● **TASK TO COMPLETE**
Return copies of the lines below that mention "necktie".

(Referring expression data)
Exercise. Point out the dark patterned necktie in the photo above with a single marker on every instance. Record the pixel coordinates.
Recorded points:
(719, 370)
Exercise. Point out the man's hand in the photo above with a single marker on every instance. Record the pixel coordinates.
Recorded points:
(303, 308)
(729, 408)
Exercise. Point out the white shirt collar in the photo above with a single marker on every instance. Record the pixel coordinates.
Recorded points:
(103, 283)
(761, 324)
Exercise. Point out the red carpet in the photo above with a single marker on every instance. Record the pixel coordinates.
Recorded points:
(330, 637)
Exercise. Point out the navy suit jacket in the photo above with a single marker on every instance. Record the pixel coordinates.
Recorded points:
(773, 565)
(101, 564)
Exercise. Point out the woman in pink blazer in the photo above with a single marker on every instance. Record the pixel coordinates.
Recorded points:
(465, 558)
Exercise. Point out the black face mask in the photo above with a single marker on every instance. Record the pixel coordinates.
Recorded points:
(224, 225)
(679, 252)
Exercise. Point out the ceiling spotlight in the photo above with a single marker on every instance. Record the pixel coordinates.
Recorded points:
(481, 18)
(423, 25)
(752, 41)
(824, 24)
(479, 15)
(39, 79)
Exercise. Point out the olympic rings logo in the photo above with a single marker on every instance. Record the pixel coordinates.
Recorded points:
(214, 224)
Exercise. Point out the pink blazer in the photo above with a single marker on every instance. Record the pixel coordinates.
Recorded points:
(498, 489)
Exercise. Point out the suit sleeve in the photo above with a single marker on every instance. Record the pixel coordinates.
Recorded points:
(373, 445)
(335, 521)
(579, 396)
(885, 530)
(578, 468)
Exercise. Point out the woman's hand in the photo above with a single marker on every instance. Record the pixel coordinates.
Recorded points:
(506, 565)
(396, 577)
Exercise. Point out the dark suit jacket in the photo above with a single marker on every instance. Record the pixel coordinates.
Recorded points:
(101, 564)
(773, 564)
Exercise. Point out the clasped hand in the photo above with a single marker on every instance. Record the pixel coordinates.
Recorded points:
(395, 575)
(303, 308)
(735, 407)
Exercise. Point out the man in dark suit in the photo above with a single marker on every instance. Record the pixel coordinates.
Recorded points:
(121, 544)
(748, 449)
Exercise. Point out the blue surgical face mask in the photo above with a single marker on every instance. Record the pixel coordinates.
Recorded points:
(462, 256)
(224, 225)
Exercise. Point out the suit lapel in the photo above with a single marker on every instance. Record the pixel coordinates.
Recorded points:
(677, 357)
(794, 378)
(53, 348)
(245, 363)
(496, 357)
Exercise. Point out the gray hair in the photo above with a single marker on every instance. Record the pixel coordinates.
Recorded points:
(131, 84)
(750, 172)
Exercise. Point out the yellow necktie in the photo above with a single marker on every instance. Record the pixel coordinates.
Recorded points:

● **TASK ANSWER**
Exercise. Point out the dark patterned necktie in the photo above with a single marker on every instance. Record the pixel coordinates.
Exercise. Point out the yellow necktie in the photo above with a single marker on every instance. Record the pixel coordinates.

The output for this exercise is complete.